=== Material for this task ===

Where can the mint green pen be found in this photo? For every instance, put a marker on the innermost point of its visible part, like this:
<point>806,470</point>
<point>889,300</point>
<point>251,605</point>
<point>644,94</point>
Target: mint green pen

=== What is required ===
For the word "green", tally the lines above that hold it and answer with the number alone.

=== Task output ===
2